── EXERCISE DATA

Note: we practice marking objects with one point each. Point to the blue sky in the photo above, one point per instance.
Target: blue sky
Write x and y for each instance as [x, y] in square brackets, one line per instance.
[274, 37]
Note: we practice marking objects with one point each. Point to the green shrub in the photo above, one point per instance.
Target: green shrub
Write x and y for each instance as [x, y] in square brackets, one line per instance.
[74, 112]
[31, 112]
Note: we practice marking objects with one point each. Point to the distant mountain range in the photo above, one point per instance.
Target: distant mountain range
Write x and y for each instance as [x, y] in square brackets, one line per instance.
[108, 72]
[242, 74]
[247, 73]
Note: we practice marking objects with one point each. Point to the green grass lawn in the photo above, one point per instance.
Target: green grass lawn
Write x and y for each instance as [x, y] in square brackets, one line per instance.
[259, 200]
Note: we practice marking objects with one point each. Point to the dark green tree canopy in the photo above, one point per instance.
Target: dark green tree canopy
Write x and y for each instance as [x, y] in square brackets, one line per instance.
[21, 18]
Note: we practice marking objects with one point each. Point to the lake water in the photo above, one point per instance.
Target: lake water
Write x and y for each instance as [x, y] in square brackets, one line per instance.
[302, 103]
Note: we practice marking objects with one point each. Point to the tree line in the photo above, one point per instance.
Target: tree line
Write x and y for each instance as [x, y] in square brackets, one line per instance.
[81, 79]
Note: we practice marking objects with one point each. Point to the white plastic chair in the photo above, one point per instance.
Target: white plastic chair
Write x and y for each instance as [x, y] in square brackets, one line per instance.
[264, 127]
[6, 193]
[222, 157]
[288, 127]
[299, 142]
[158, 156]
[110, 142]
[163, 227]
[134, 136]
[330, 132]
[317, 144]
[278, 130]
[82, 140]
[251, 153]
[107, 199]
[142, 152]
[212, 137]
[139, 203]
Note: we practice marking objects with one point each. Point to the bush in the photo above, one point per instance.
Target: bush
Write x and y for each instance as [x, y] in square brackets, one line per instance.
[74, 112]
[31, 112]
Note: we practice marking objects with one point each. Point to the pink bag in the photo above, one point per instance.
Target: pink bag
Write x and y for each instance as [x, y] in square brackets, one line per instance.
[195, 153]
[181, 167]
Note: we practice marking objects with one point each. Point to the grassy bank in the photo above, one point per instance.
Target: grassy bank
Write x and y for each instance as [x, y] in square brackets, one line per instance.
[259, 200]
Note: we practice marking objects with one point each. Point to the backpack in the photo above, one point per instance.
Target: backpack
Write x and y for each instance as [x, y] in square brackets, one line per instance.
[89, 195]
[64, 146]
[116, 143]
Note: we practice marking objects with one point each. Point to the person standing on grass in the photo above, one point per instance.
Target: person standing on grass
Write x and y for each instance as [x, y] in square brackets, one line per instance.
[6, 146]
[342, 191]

────
── EXERCISE DATA

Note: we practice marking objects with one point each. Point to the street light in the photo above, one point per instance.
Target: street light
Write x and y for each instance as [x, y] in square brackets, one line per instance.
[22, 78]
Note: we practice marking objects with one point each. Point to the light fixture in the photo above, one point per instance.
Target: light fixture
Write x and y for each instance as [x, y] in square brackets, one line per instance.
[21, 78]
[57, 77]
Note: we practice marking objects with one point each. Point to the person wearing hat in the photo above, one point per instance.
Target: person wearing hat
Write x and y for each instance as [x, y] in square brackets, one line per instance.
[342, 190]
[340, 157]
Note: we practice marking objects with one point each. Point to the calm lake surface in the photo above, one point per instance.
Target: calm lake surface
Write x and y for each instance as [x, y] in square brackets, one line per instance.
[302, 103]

────

» SET EXERCISE:
Count the lines in the entries above that contain the string "blue", with case mattering, and give only the number.

» RESPONSE TO THIS EXERCISE:
2